Given request: Format the records below as a numbered list, leaving out blank lines, starting with the line that contains "Referring to the image above, where is the dirt" and going on through the line that contains "[444,410,498,462]". Include only those lines.

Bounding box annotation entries
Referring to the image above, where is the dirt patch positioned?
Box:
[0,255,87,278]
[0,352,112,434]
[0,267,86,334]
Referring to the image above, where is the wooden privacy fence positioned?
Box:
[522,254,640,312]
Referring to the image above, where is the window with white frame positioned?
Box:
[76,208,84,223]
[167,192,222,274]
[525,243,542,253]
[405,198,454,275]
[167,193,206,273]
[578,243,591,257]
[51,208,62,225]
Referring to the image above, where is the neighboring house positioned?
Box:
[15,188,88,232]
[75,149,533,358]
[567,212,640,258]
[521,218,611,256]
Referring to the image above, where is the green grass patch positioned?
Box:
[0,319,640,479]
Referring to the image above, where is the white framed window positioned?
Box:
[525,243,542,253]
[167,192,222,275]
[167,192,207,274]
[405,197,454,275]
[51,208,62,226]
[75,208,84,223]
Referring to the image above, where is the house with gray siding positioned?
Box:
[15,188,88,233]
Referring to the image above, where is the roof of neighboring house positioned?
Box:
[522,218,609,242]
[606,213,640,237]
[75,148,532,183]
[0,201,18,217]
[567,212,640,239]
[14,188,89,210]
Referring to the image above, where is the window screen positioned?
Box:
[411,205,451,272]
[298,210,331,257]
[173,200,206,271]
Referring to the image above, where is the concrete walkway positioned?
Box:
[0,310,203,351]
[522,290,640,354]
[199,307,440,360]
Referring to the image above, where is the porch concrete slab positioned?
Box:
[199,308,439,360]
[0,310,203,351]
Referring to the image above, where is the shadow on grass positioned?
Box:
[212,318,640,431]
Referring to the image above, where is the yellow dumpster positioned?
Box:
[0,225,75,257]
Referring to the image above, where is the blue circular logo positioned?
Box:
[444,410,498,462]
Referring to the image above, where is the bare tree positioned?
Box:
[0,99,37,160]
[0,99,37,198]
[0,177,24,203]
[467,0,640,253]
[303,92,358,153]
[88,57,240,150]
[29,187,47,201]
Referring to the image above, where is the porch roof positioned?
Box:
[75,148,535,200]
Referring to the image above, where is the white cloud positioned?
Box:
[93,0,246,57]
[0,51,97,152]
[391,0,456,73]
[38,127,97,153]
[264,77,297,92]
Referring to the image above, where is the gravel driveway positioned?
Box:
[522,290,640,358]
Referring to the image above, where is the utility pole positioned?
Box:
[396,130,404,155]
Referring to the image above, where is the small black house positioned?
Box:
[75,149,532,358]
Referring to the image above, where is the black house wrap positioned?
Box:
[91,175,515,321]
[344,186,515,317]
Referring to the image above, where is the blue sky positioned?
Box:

--

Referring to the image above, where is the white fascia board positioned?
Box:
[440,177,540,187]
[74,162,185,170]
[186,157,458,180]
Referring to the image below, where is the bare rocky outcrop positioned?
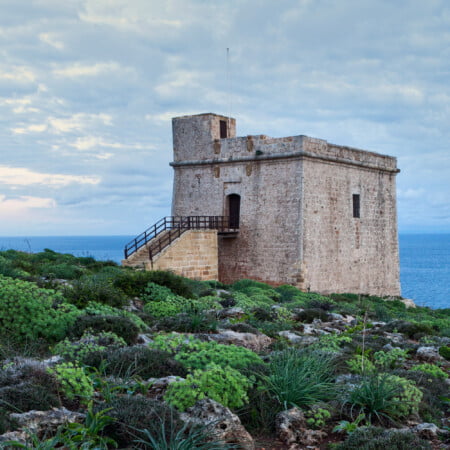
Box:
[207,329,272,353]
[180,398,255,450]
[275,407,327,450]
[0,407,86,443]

...

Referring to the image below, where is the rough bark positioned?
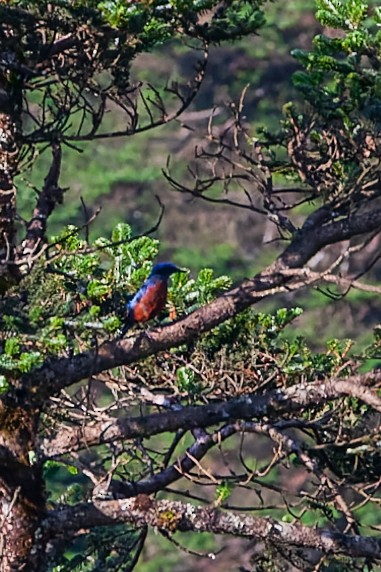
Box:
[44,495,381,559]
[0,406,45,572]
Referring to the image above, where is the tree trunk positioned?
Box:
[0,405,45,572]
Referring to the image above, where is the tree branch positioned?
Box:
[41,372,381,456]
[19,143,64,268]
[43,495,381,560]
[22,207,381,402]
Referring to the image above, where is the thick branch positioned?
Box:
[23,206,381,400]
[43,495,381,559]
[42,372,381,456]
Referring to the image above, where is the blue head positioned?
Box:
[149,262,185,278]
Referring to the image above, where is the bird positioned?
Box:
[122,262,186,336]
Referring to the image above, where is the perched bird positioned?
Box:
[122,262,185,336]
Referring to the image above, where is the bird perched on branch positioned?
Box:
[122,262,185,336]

Written solution:
1. Referring to the image above, where is the dirt patch positioned?
2. Box:
3. [0,255,87,278]
4. [0,352,112,434]
5. [0,267,86,334]
6. Referring to the image above, where is the wooden privacy fence positioned?
7. Box:
8. [522,254,640,312]
9. Referring to the image above, where is the window with white frame positioned?
10. Box:
11. [76,208,84,223]
12. [167,192,222,274]
13. [525,243,542,253]
14. [405,198,454,275]
15. [167,193,206,273]
16. [578,243,591,257]
17. [51,208,62,225]
18. Referring to the image above, where is the neighboring house positioned?
19. Box:
20. [15,188,88,232]
21. [75,149,533,358]
22. [567,212,640,258]
23. [521,218,611,256]
24. Referring to the image above, where is the green grass patch positioned?
25. Box:
26. [0,319,640,479]
27. Referring to the image above, where is the white framed window positioned?
28. Box:
29. [525,243,542,253]
30. [167,192,222,275]
31. [167,192,207,274]
32. [405,197,454,275]
33. [51,208,62,226]
34. [75,208,84,223]
35. Referring to the image above, where is the house with gray siding positioned?
36. Box:
37. [15,188,88,233]
38. Referring to the image above, where is the roof of neighboring house positioned?
39. Box:
40. [522,218,609,242]
41. [606,213,640,237]
42. [75,148,532,183]
43. [0,201,18,217]
44. [567,212,640,239]
45. [14,188,89,210]
46. Referring to the image above, where is the window screen positioned?
47. Box:
48. [411,205,451,272]
49. [298,210,331,257]
50. [173,200,206,271]
51. Referring to the image above, where is the concrete walkway positioned?
52. Box:
53. [0,310,203,351]
54. [522,290,640,354]
55. [199,307,440,360]
56. Referring to the image above, where is the porch concrete slab positioned?
57. Box:
58. [199,308,439,360]
59. [0,310,203,351]
60. Referring to the image above, where is the shadow on grass positioned?
61. Box:
62. [212,318,640,431]
63. Referring to the image above, where is the yellow dumpster positioned?
64. Box:
65. [0,225,75,257]
66. Referring to the image above, where is the blue circular logo positioned?
67. Box:
68. [444,410,498,462]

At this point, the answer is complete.